(EXTRACTED DATA)
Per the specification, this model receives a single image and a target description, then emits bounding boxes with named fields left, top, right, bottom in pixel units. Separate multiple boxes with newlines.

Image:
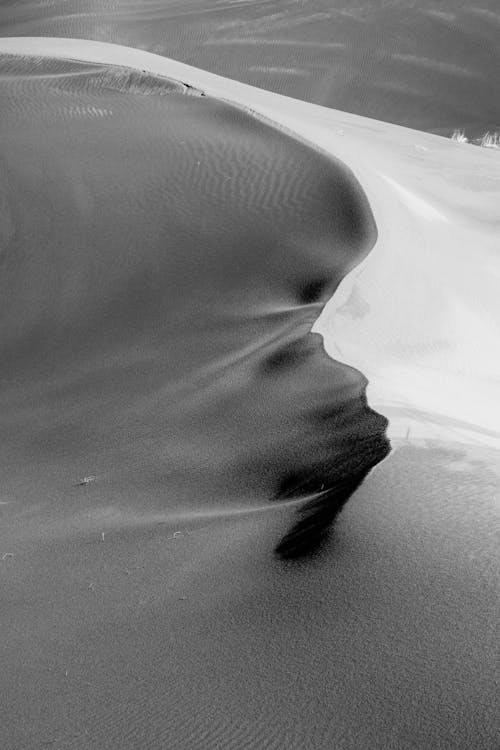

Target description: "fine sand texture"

left=0, top=1, right=499, bottom=138
left=1, top=39, right=499, bottom=750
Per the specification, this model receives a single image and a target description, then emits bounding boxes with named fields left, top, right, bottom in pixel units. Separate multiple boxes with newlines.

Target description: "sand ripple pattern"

left=0, top=53, right=374, bottom=350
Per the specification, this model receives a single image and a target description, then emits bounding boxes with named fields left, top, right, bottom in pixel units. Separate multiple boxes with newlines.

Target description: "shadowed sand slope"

left=0, top=40, right=499, bottom=750
left=0, top=53, right=388, bottom=536
left=0, top=1, right=499, bottom=137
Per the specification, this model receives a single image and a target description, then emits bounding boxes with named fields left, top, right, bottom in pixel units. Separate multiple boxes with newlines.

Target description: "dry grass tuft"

left=450, top=129, right=500, bottom=150
left=478, top=131, right=500, bottom=149
left=451, top=129, right=468, bottom=143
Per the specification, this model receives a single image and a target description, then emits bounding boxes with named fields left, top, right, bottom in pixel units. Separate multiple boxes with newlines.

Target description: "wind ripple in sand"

left=0, top=52, right=389, bottom=558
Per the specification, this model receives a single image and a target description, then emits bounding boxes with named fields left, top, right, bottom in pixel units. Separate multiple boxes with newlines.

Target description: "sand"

left=0, top=1, right=499, bottom=138
left=0, top=34, right=499, bottom=750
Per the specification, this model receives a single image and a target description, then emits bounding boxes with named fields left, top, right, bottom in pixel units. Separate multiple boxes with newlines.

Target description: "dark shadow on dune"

left=0, top=54, right=390, bottom=558
left=274, top=470, right=372, bottom=559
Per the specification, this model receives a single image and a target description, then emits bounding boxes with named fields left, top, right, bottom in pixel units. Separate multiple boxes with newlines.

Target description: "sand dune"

left=1, top=37, right=499, bottom=750
left=0, top=49, right=388, bottom=521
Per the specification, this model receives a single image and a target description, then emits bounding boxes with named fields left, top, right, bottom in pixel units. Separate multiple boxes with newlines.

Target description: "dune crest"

left=0, top=42, right=390, bottom=550
left=1, top=37, right=498, bottom=449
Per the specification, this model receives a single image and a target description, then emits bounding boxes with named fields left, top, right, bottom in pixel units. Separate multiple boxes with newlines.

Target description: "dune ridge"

left=0, top=42, right=389, bottom=541
left=2, top=37, right=499, bottom=448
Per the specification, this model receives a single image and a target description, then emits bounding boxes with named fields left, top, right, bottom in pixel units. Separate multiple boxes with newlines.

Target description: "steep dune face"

left=0, top=54, right=388, bottom=543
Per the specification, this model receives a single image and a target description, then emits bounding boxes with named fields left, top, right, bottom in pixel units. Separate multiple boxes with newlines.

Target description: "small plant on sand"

left=478, top=131, right=500, bottom=149
left=450, top=129, right=500, bottom=150
left=78, top=475, right=96, bottom=486
left=451, top=129, right=468, bottom=143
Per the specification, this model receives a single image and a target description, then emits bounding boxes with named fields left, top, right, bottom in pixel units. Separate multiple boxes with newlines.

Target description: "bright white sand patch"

left=1, top=37, right=499, bottom=451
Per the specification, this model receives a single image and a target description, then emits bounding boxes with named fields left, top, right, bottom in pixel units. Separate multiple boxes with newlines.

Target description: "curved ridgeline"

left=0, top=55, right=389, bottom=557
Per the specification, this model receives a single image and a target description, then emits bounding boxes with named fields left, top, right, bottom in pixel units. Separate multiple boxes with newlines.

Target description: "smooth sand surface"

left=1, top=37, right=499, bottom=750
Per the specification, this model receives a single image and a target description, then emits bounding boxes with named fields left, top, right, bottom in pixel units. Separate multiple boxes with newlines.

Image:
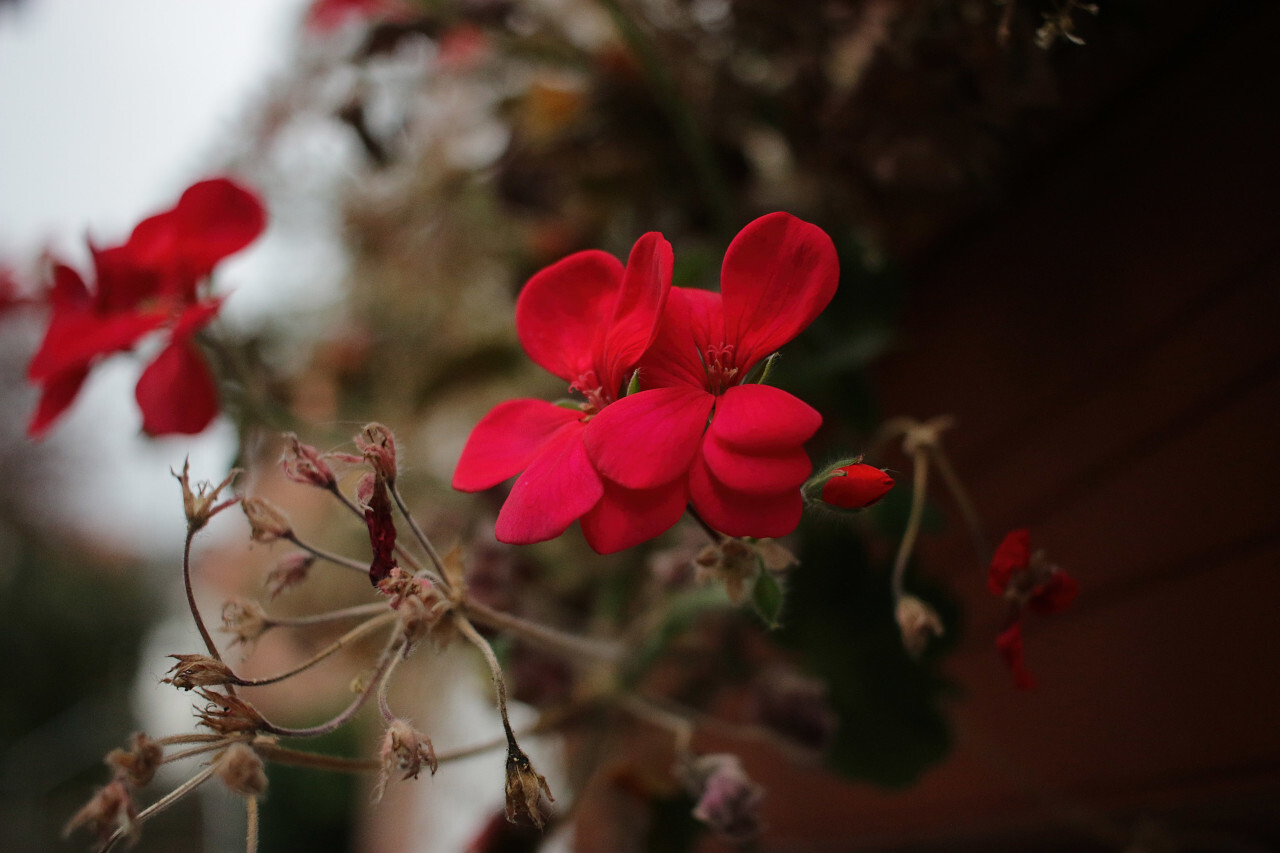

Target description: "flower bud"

left=681, top=753, right=764, bottom=842
left=373, top=719, right=438, bottom=802
left=163, top=654, right=236, bottom=690
left=504, top=745, right=554, bottom=829
left=241, top=496, right=293, bottom=542
left=222, top=598, right=270, bottom=649
left=173, top=458, right=239, bottom=532
left=694, top=539, right=759, bottom=604
left=356, top=423, right=398, bottom=485
left=896, top=594, right=944, bottom=658
left=196, top=689, right=264, bottom=735
left=265, top=551, right=315, bottom=598
left=63, top=778, right=137, bottom=847
left=217, top=743, right=268, bottom=797
left=105, top=733, right=163, bottom=788
left=809, top=461, right=893, bottom=510
left=280, top=433, right=339, bottom=489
(End EXTRACTED DATA)
> _WHAT THE TASK ASKS_:
The expected output is every entry above, character for character, with no pictures.

> _FINISHED EXERCISE_:
Per the specification, this model receives a single image and a target description, then emits bounding boxes with named fields left, top, right, bottom in pixel units. Separate multiple boxes with newlines.

Image:

Target description: "fine sand texture"

left=0, top=1, right=499, bottom=138
left=1, top=39, right=499, bottom=750
Per the specification, this model receives a single image and a target description, then emits bounding boxes with named fields left, top, right, bottom in pixel units. Separate multiple boxes with newlines.

Target description: "sand ripple pattern"

left=0, top=53, right=374, bottom=350
Per the specification, this model receives a single image and a target description, then emits bounding boxes with named fields left, top, right, bottom in pixel units. Separate multiple boxes with newlines.

Target description: "shadowed sand slope"

left=0, top=40, right=499, bottom=750
left=0, top=53, right=388, bottom=536
left=0, top=1, right=499, bottom=137
Per the specification, this model receives a single image and a target description, then emits bounding boxes with named fields left, top, right, bottom in pixel units. Separate multiple boxes with newlines.

Target description: "dry grass tuft"

left=450, top=129, right=500, bottom=150
left=478, top=131, right=500, bottom=149
left=451, top=129, right=468, bottom=143
Per the specification, this model receives a single image and a target description, then emits bounding boxes with named fields left, top, right, bottom in pixel units. Separate multiple boxes with newlines.

Target description: "wind ripple in sand"

left=0, top=52, right=389, bottom=558
Per the specification, this model receives a single image and a target description, then emits bounding boxes with named fields left, top, right, bottom in pixel units. Separate multiple boxes with newlines.

Target description: "sand"

left=0, top=1, right=499, bottom=138
left=0, top=34, right=499, bottom=750
Per the specification, this model receives a single image and a target description, then emits bounding boxes with named fields left, top, right, bottom in pixel units. Separate multiple boxes with newlines.

Target description: "dark shadow on dune"

left=0, top=54, right=390, bottom=558
left=274, top=470, right=372, bottom=559
Per the specification, this model receives a single image and a target description, then emits bounding boxes with named fields left, top, right, bottom in pixel units. Separate multiple boxes with newlines.

Target description: "sand dune"

left=1, top=37, right=499, bottom=750
left=0, top=49, right=388, bottom=521
Per the specification, this model receives a single image and a target description, then emits bounding boxes with named fields left, top, right, bottom in pixel units. Separate multiple boxes with newlines.

Target description: "dune crest"

left=0, top=42, right=390, bottom=550
left=1, top=37, right=498, bottom=449
Per the specification, this model receives a single image and a target description, then emits bounding boxes with named fields left, top, right, bottom in pixel units. Separate multiple boxes with newlines.

Target description: "dune ridge"

left=0, top=42, right=389, bottom=541
left=2, top=37, right=499, bottom=448
Per the specification, this model receives a single image and a target description, then emits bounding boxes with named fields left, top, right, bottom in pixel units. Separate multiple boxes with newlines.

Target description: "steep dune face"

left=0, top=54, right=388, bottom=543
Per the specification, this model receives a single image and a target description, then emits bounding boxes with named fields left, top, right, bottom in pixel units. Separate multiple boxes with newlines.

Target description: "small plant on sand"

left=478, top=131, right=500, bottom=149
left=450, top=129, right=500, bottom=150
left=78, top=475, right=96, bottom=486
left=451, top=129, right=468, bottom=143
Per the specification, this model receives a single image and a target description, then emits bounding boxes with named fields left, top, right, bottom in pixel units. Separate multiple boxes with newlines.

Target description: "bright white sand patch"

left=1, top=37, right=499, bottom=451
Per the specification, this model receives a single image and a target description, then emits bounding boxes with named fields left, top, right, bottom in pixel units. Separate multiple boxes with newlines.

Target description: "curved ridgeline"

left=0, top=55, right=389, bottom=557
Per the specification, this model receives a single image and a target description, then emits bounding boxes with named fields left, top, right, bottom in pixel units. Separate multiple boxes with newlines.

Target description: "smooth sand surface"

left=1, top=37, right=499, bottom=750
Per the specification, this model receives a single image and a target description, then emits bounding boxes with named fields left, top, right, bottom in pixel units. Separate multiple boxes with newlines.

Image:

Target description: "flower bud"

left=681, top=753, right=764, bottom=842
left=373, top=719, right=438, bottom=802
left=163, top=654, right=236, bottom=690
left=504, top=745, right=554, bottom=829
left=241, top=496, right=293, bottom=542
left=222, top=598, right=270, bottom=649
left=173, top=458, right=239, bottom=532
left=694, top=539, right=759, bottom=604
left=356, top=423, right=398, bottom=485
left=896, top=594, right=944, bottom=658
left=196, top=689, right=264, bottom=735
left=265, top=551, right=315, bottom=598
left=63, top=778, right=137, bottom=847
left=217, top=743, right=268, bottom=797
left=105, top=733, right=163, bottom=788
left=809, top=461, right=893, bottom=510
left=280, top=433, right=339, bottom=489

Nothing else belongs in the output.